Written request ▸ Rewrite the stretch of the listing from the line containing "point: car tire" through the end of the listing, requests included. Shift every coordinate in the answers up by 97, and leave the requests and their format samples unchanged.

begin Exercise materials

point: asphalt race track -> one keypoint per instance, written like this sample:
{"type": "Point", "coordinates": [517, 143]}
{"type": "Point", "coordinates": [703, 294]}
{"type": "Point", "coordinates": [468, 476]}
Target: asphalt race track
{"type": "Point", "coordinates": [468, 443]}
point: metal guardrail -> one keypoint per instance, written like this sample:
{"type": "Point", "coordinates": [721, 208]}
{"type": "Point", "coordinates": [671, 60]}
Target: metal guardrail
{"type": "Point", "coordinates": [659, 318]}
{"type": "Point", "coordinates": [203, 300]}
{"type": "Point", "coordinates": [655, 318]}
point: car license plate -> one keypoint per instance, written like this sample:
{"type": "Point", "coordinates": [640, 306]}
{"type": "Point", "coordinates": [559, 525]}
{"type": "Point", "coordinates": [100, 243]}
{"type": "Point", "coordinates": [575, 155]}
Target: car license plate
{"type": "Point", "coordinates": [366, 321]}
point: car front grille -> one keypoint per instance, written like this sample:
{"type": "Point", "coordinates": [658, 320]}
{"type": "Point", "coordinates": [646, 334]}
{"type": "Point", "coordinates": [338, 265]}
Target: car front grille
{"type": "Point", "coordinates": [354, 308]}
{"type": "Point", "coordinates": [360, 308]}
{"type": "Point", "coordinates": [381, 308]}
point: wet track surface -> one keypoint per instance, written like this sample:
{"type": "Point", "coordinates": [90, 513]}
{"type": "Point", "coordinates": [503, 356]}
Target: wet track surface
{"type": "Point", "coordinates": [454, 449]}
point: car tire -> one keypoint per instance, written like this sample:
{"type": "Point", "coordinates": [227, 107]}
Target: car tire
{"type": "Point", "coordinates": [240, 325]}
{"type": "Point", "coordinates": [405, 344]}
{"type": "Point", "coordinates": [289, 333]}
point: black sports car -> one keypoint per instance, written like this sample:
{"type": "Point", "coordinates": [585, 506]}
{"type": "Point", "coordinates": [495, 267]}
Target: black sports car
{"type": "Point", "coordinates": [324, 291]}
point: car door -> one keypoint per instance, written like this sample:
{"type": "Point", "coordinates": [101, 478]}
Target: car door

end Exercise materials

Result ▸
point: car tire -> one keypoint per instance, written like this sample:
{"type": "Point", "coordinates": [227, 107]}
Target: car tire
{"type": "Point", "coordinates": [337, 422]}
{"type": "Point", "coordinates": [502, 441]}
{"type": "Point", "coordinates": [386, 430]}
point: black sports car -> one keypoint per instance, written like this sample:
{"type": "Point", "coordinates": [585, 506]}
{"type": "Point", "coordinates": [495, 267]}
Target: black sports car
{"type": "Point", "coordinates": [421, 388]}
point: car door -> one keypoint per instance, written like this sample:
{"type": "Point", "coordinates": [101, 478]}
Target: car door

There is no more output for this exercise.